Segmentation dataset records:

* * * *

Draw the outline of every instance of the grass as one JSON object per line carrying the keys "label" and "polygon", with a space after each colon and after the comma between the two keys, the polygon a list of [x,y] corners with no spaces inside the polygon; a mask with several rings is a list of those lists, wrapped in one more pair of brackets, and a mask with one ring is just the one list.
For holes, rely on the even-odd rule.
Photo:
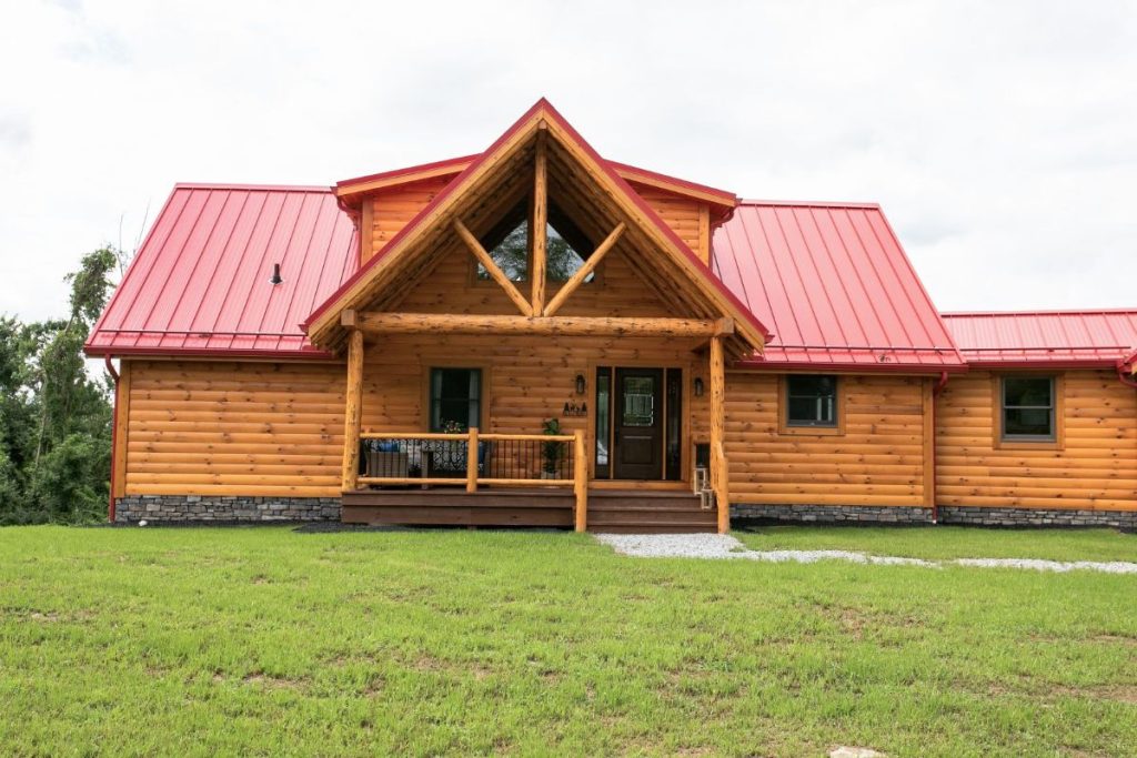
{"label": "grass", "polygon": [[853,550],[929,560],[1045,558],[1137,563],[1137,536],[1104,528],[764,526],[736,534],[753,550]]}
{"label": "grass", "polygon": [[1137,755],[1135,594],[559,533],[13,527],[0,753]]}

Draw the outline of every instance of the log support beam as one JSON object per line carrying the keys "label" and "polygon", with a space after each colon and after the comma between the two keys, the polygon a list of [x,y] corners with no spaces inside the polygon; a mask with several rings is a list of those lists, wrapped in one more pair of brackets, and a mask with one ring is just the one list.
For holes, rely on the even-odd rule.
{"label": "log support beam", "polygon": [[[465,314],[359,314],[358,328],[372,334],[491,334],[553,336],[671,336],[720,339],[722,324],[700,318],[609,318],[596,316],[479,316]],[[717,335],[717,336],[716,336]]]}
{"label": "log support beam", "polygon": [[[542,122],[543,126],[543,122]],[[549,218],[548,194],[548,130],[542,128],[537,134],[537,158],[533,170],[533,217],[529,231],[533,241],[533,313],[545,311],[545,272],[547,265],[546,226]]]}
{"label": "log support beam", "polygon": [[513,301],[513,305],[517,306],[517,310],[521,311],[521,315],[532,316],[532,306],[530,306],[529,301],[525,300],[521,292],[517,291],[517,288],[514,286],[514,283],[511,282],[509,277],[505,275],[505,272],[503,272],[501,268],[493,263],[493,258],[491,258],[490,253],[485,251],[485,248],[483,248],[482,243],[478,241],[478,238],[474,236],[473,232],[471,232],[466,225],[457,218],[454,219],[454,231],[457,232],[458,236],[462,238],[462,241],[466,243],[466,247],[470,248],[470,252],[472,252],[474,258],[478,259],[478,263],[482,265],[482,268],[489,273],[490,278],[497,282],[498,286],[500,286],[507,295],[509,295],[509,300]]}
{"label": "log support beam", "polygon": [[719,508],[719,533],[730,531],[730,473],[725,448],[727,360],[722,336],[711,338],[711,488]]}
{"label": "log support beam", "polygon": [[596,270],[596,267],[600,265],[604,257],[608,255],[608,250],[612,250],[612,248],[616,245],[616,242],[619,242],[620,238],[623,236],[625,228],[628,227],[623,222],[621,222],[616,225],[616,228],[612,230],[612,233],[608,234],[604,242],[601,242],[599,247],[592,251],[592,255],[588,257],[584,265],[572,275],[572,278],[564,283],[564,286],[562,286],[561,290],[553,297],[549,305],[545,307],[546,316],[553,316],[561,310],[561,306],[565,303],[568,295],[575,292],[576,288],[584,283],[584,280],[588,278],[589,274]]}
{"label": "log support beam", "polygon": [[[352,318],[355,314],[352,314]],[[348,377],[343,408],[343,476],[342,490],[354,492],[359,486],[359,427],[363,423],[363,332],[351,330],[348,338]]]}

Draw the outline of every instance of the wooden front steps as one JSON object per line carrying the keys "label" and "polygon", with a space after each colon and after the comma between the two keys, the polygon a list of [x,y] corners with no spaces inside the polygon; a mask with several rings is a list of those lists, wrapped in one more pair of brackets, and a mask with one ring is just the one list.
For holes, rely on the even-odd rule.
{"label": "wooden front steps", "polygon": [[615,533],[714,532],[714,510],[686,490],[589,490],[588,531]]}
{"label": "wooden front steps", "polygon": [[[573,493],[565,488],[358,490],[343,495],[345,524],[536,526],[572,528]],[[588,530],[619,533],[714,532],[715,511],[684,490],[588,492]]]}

* * * *

How many lines in the items above contain the string "JSON", with case counting?

3